_Source_.

I know its a silly comparison but I find it amazing to be honest, Im sure the music in SNES games wasnt stored but actually generated on the fly by programming functions.
 

Tain

Member
Interesting. Tekken 3 arcade apparently runs at 512x480. Both versions running above 240p, but with the PSX version taking a horizontal resolution hit.

Lots of weird resolutions in that generation. Dynamite Deka/Die Hard Arcade runs at 640x240, if I'm remembering right.
 

kswiston

Member
Why is it that every time we have one of these threads we get people posting shots comparing a game running on an emulator at a higher resolution than the original system was capable of to some blurry 1990s screen capture taken from Gamespot?

If you are going to post up-rezzed emulator screens, do it for both systems. If you want to use native resolution screen captures, do it for both systems. Plenty of images in this thread that I know for a fact are a lot clearer than anything I was seeing on either console in the 90s.
 

dark10x

Digital Foundry pixel pusher
Interesting. Tekken 3 arcade apparently runs at 512x480. Both versions running above 240p, but with the PSX version taking a horizontal resolution hit.

_Exercise directions_. From the forum discussion of console game resolutions, reproduce verbatim the passage that opens with the words containing "I know its a" and closes with "I'm remembering right.".

_Data extract_.
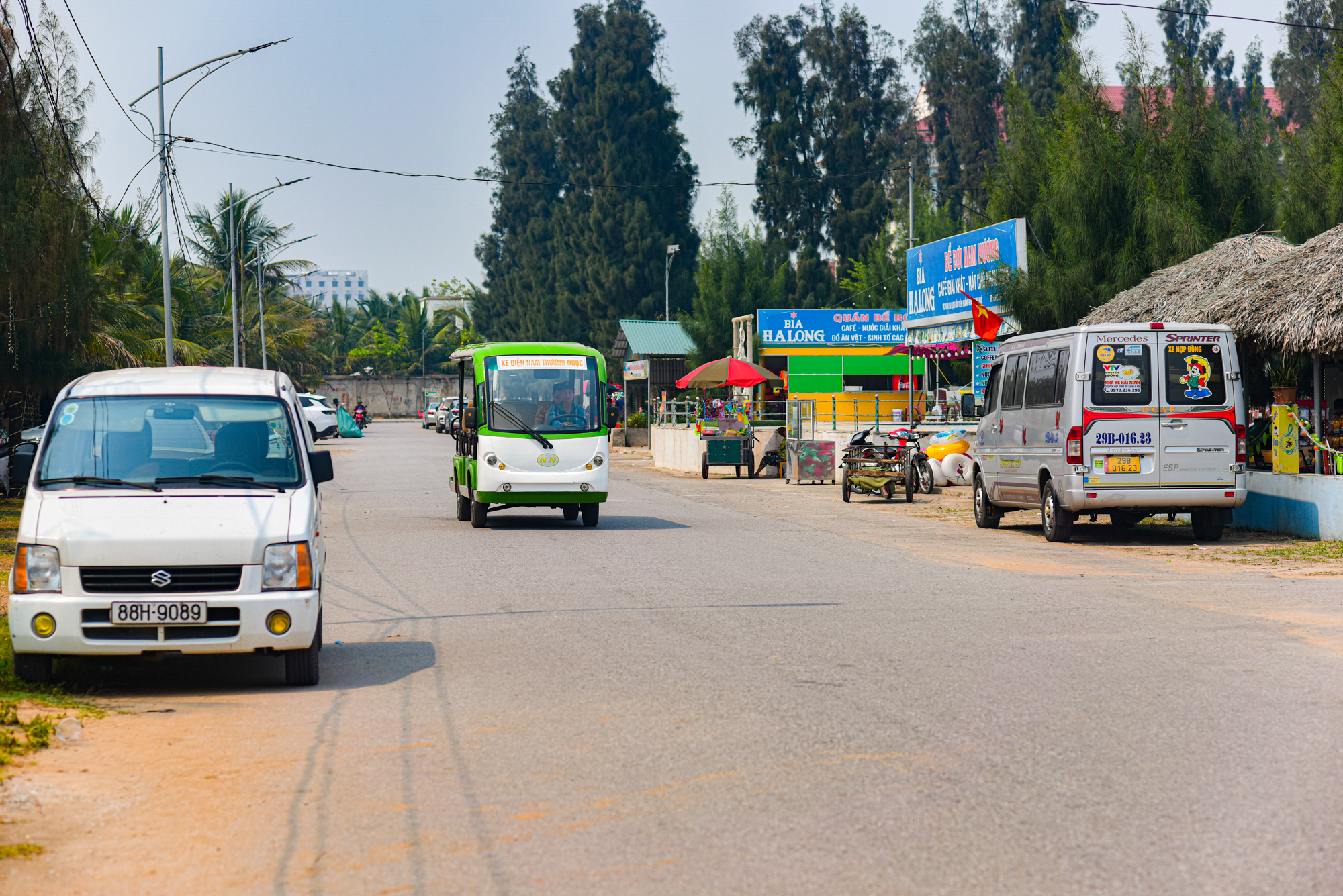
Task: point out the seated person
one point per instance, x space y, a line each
562 408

_Full response_.
I know its a silly comparison but I find it amazing to be honest, Im sure the music in SNES games wasnt stored but actually generated on the fly by programming functions.
 

Tain

Member
Interesting. Tekken 3 arcade apparently runs at 512x480. Both versions running above 240p, but with the PSX version taking a horizontal resolution hit.

Lots of weird resolutions in that generation. Dynamite Deka/Die Hard Arcade runs at 640x240, if I'm remembering right.